# [Quoted passage]
----------

Eyam Hall is a Jacobean-style manor house in Eyam in Derbyshire.

History
The Wright family were landowners in Eyam although their family was historically  based in Longstone. William Wright gave his land in Eyam to his second son Thomas who is credited with building the hall. Thomas's son John sold his father's house in Unthank and based his branch of the family in Eyam. The hall began life as a generous wedding present in 1671 for John Wright and his new wife Elizabeth. It has been in the Wright family for nine generations and is currently a family home and wedding venue that opens at different times of the year.  The historic house is situated in picturesque part of Derbyshire and is an unspoilt example of a gritstone Jacobean manor house. The National Trust leased the hall for 5 years in March 2013, however, their lease has now ended and the Hall is back in the hands of the family full-time.

----------

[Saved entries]
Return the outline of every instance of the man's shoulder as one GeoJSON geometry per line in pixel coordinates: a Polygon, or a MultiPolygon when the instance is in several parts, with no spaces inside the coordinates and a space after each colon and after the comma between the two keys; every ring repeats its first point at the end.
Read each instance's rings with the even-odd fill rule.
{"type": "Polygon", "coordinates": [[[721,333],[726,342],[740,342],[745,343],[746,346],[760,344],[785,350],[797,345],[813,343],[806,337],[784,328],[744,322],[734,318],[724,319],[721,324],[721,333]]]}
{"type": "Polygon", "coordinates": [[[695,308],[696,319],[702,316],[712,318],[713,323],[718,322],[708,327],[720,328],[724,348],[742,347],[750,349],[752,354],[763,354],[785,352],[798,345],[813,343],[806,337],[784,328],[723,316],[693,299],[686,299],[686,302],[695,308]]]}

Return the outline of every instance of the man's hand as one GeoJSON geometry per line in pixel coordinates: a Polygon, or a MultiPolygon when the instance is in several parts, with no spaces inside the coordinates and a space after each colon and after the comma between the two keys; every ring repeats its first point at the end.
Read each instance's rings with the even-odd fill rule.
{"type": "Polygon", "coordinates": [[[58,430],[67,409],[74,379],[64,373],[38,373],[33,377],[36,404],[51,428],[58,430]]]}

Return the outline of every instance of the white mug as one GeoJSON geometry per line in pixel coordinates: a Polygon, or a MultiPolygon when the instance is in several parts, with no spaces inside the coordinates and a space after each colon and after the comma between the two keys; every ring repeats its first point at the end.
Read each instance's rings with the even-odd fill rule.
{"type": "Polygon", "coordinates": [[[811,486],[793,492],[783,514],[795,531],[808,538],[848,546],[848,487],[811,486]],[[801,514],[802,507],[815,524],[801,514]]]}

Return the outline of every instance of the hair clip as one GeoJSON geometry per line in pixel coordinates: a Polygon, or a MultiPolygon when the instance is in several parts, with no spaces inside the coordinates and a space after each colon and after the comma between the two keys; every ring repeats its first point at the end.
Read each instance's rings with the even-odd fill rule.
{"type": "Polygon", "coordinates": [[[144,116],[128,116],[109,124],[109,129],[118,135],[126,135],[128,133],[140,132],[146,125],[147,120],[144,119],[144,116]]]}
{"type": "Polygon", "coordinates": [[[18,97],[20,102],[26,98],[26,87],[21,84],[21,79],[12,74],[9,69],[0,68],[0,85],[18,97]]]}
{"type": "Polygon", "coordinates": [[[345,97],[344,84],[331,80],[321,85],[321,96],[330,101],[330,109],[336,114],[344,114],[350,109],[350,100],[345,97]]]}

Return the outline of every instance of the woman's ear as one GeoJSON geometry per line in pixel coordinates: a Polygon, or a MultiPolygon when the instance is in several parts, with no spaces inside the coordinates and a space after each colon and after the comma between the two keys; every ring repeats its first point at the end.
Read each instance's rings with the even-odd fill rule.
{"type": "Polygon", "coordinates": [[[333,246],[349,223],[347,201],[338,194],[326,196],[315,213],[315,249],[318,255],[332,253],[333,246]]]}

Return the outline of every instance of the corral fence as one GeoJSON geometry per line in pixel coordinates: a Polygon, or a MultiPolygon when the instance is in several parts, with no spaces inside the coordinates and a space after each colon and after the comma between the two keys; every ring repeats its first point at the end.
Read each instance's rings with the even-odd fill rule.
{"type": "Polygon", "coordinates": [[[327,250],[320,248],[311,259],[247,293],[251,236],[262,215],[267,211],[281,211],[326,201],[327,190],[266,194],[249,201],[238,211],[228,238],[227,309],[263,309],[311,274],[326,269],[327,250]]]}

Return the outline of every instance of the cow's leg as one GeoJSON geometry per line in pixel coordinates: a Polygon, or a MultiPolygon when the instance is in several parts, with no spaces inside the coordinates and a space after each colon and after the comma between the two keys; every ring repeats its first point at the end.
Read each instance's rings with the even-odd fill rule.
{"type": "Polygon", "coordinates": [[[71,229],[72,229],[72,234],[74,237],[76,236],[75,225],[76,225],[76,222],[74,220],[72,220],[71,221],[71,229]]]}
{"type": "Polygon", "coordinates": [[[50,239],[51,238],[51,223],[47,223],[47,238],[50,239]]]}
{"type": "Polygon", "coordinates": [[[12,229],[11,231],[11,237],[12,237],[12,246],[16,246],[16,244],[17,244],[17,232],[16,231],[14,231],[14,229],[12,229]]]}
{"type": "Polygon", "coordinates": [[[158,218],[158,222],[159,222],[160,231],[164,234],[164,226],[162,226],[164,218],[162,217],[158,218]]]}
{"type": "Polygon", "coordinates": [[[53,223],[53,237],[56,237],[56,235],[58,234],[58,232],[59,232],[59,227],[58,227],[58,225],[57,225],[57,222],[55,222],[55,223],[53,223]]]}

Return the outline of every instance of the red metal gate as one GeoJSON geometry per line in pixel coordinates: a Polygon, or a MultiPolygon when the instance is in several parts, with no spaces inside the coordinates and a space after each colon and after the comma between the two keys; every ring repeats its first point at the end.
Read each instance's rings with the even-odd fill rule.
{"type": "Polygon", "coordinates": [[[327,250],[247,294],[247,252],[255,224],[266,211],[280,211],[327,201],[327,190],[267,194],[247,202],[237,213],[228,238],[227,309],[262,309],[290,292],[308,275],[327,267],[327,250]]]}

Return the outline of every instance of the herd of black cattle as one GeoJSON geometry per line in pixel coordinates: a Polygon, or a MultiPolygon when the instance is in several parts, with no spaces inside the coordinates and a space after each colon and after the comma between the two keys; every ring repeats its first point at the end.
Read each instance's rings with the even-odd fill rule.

----------

# [Goal]
Copy out the Eyam Hall passage in full, word for word as it appears above.

# [Written response]
Eyam Hall is a Jacobean-style manor house in Eyam in Derbyshire.

History
The Wright family were landowners in Eyam although their family was historically  based in Longstone. William Wright gave his land in Eyam to his second son Thomas who is credited with building the hall. Thomas's son John sold his father's house in Unthank and based his branch of the family in Eyam. The hall began life as a generous wedding present in 1671 for John Wright and his new wife Elizabeth. It has been in the Wright family for nine generations and is currently a family home and wedding venue that opens at different times of the year.  The historic house is situated in picturesque part of Derbyshire and is an unspoilt example of a gritstone Jacobean manor house. The National Trust leased the hall for 5 years in March 2013, however, their lease has now ended and the Hall is back in the hands of the family full-time.